CYTOWANY TEKST →
..........

W rozdziale wykorzystano piosenkę „Blink” (Reviev) oraz „Do Or Die” (Papa Roach).

18 komentarzy:

  1. O Boże. O Boże, o Boże, o Boże, Kisia w domu Ao.

    Na początku powiem, że ładnie uchwyciłaś jego profil, gdy siedzi w samochodzie i jest taki przybity, bidulek. A zaraz potem parska na Momoi, bo nie wie, kto to jest, co się dzieje i z czym się to je. Biedaczek, tak nagle wrzucony do świata Alf ;;;;

    MOMO WYGRYWA TEGO FICA. ZASŁUGUJE NA ZŁOTĄ KORONĘ I SWAGOWE OKULARY, TOŻ TO KSIĘŻNICZKA ♥

    Opis Kisiałka biorącego prysznic mnie rozczulił. Omfg, całe życie myć łepek w misce wody, a tu nagle dostaje po twarzy prysznicem, z ciepłą (!) wodą. Zaprawdę, magia.

..........

DOSTARCZONY MATERIAŁ →
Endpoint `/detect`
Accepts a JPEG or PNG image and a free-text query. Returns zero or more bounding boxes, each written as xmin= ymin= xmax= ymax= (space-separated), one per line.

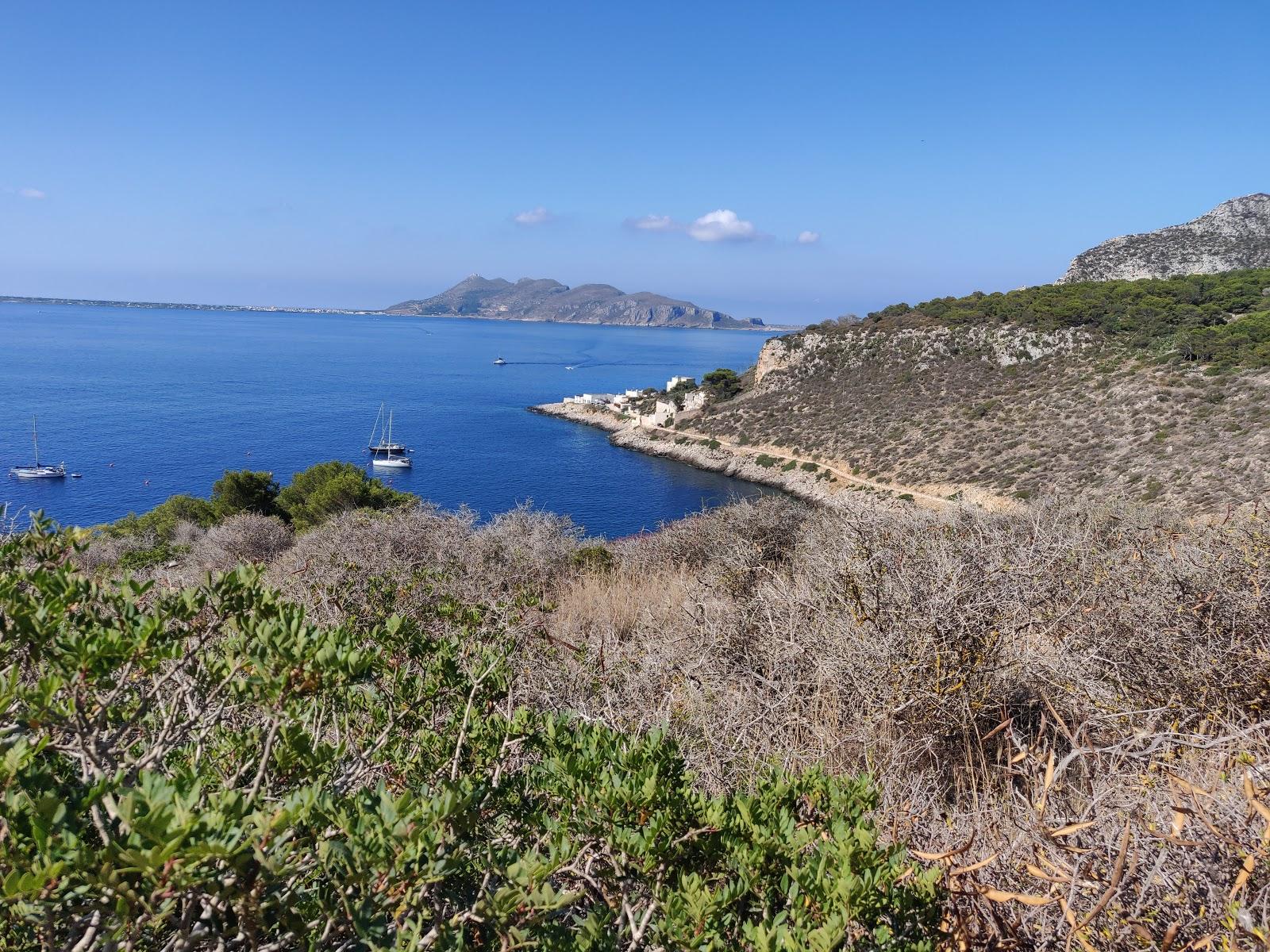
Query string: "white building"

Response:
xmin=683 ymin=390 xmax=710 ymax=410
xmin=564 ymin=393 xmax=616 ymax=406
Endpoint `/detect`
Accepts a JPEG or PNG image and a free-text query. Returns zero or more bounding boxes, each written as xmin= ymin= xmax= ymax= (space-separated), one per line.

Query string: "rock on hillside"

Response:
xmin=385 ymin=274 xmax=764 ymax=328
xmin=1058 ymin=192 xmax=1270 ymax=284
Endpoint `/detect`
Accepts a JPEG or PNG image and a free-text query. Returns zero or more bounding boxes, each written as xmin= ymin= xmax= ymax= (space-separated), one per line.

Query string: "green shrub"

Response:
xmin=701 ymin=367 xmax=741 ymax=401
xmin=0 ymin=525 xmax=940 ymax=952
xmin=102 ymin=495 xmax=216 ymax=543
xmin=569 ymin=544 xmax=618 ymax=571
xmin=212 ymin=470 xmax=278 ymax=519
xmin=278 ymin=459 xmax=414 ymax=532
xmin=1180 ymin=311 xmax=1270 ymax=367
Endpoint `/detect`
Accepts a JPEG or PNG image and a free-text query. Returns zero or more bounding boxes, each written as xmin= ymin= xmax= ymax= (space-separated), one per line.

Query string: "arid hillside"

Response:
xmin=695 ymin=271 xmax=1270 ymax=512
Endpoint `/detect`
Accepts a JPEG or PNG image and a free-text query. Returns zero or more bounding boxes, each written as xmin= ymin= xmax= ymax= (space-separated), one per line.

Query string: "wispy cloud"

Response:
xmin=688 ymin=208 xmax=760 ymax=241
xmin=626 ymin=214 xmax=683 ymax=231
xmin=625 ymin=208 xmax=768 ymax=243
xmin=512 ymin=205 xmax=555 ymax=228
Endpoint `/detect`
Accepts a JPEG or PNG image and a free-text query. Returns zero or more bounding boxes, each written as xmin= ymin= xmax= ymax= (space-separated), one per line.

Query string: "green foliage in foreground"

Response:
xmin=212 ymin=470 xmax=279 ymax=519
xmin=809 ymin=268 xmax=1270 ymax=367
xmin=0 ymin=525 xmax=938 ymax=950
xmin=102 ymin=461 xmax=415 ymax=543
xmin=278 ymin=459 xmax=415 ymax=531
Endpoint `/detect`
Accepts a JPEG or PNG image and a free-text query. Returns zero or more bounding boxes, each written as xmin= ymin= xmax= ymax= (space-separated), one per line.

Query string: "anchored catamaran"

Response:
xmin=366 ymin=404 xmax=406 ymax=455
xmin=371 ymin=408 xmax=411 ymax=470
xmin=9 ymin=416 xmax=66 ymax=480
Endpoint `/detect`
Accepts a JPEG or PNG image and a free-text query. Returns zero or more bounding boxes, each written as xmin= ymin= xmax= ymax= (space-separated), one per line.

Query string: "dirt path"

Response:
xmin=639 ymin=427 xmax=959 ymax=508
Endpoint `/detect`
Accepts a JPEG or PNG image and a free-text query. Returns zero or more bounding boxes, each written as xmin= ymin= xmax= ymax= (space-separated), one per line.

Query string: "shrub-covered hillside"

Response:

..........

Zacytuj fragment komentarzy pod rozdziałem od „Na początku powiem, że” aż do „wodą. Zaprawdę, magia.” włącznie.

ODPOWIEDŹ DO ZADANIA →
Na początku powiem, że ładnie uchwyciłaś jego profil, gdy siedzi w samochodzie i jest taki przybity, bidulek. A zaraz potem parska na Momoi, bo nie wie, kto to jest, co się dzieje i z czym się to je. Biedaczek, tak nagle wrzucony do świata Alf ;;;;

    MOMO WYGRYWA TEGO FICA. ZASŁUGUJE NA ZŁOTĄ KORONĘ I SWAGOWE OKULARY, TOŻ TO KSIĘŻNICZKA ♥

    Opis Kisiałka biorącego prysznic mnie rozczulił. Omfg, całe życie myć łepek w misce wody, a tu nagle dostaje po twarzy prysznicem, z ciepłą (!) wodą. Zaprawdę, magia.